The shift elsewhere in the developed world is back towards various forms of neo-Keynesian social democracy but there is no sign that the Irish public is ready to vote in large numbers for that kind of option. Knowing precisely what a government drubbing in the elections actually means will thus be very difficult.
IT MAY BE THAT THE LISBON DEBATE, which last year created a huge fragmentation of opinion, with people voting No for directly opposite reasons, provides a much sharper choice this time around. Last year's vote was decided on the Carlsberg principle - it's not just A or B, there's always C, the C option being a putative renegotiation of the treaty. This time, it's obvious that there is no C - for all their soft talk, our European neighbours have made it completely clear that renegotiation is not going to happen.
In effect, the choice second time around will be stark - accept Lisbon with a few mollifying assurances or move into some kind of semi-detached status on the fringes of the EU. The unknown factor here is whether the realism engendered by the depression will trump the resentment that derives from the same source. Either way, the choice will be genuinely historic - another No vote would leave us in unmapped territory, with a Government in freefall amidst a profound economic crisis and one of the big factors in the creation of Irish modernity suddenly altered.
This kind of paralysis is by no means inevitable, however. When Barack Obama takes office as US president this month, it will be a mark, not just of change in what is still the biggest economy in the world, but of the renewed possibilities of public engagement with politics. Obama is undoubtedly an exceptional man and probably the most skilled politician that any of us have seen in our lifetimes, but his election was about more than himself. A little-known black politician from Chicago didn't ascend to power simply because he's smart. Obama was created by a mass movement of people who were in despair about the state of their country and who turned that despair, not into apathy, but into sustained engagement.

* _Activities_
**a.** Please output the part of the column that begins at the words "The shift elsewhere" and stops after the words "going to happen.", copied without changes.
**b.** Answer these questions from the column, one per line, marked the same way:
(i) What principle decided last year's Lisbon vote?
(ii) What kind of territory would another No vote leave the country in?
(iii) What city is Barack Obama said to be a politician from?
The lines that follow are separate material and have no connection to the column.

* _Information supplied_

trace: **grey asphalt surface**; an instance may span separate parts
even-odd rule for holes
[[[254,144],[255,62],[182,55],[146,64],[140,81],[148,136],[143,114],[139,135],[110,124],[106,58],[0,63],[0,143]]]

* _Task-by-task solutions_
**a.**
The shift elsewhere in the developed world is back towards various forms of neo-Keynesian social democracy but there is no sign that the Irish public is ready to vote in large numbers for that kind of option. Knowing precisely what a government drubbing in the elections actually means will thus be very difficult.
IT MAY BE THAT THE LISBON DEBATE, which last year created a huge fragmentation of opinion, with people voting No for directly opposite reasons, provides a much sharper choice this time around. Last year's vote was decided on the Carlsberg principle - it's not just A or B, there's always C, the C option being a putative renegotiation of the treaty. This time, it's obvious that there is no C - for all their soft talk, our European neighbours have made it completely clear that renegotiation is not going to happen.

**b.**
(i) The Carlsberg principle
(ii) Unmapped territory
(iii) Chicago